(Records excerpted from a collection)
▼

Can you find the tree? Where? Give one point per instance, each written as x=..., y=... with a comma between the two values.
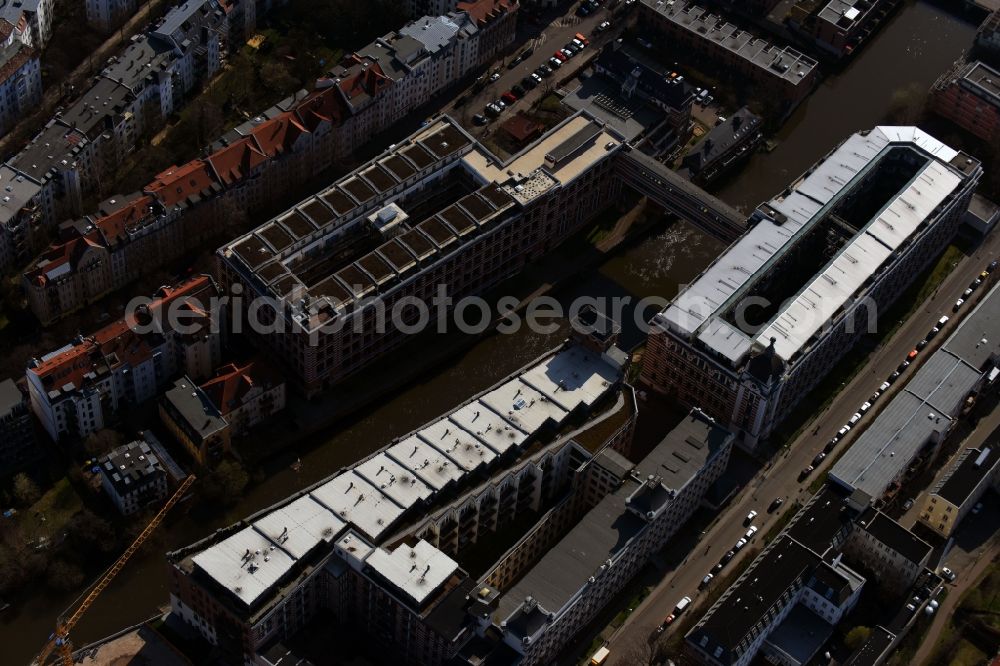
x=856, y=637
x=25, y=490
x=277, y=78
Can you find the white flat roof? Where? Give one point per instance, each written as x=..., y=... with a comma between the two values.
x=457, y=444
x=416, y=572
x=487, y=426
x=358, y=502
x=298, y=527
x=245, y=575
x=574, y=377
x=695, y=310
x=794, y=326
x=401, y=484
x=436, y=469
x=522, y=406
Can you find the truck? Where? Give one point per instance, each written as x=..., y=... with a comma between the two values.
x=600, y=656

▲

## WHAT THIS TASK INVOLVES
Leave out the pictures; repeat the data exactly.

## FINISHED TASK
Can you find the tree? Where? Give one point per instance, each written as x=..., y=... with a comma between the two values.
x=856, y=637
x=25, y=490
x=277, y=78
Can you find the white flat roof? Where? Give one point per instance, each written as x=..., y=... with a comma between the two values.
x=457, y=444
x=416, y=572
x=487, y=426
x=358, y=502
x=298, y=527
x=245, y=575
x=574, y=377
x=695, y=310
x=794, y=326
x=401, y=484
x=436, y=469
x=522, y=406
Can you find the truck? Where? Give one point per instance, each written as x=..., y=... with a comma between the two values.
x=600, y=656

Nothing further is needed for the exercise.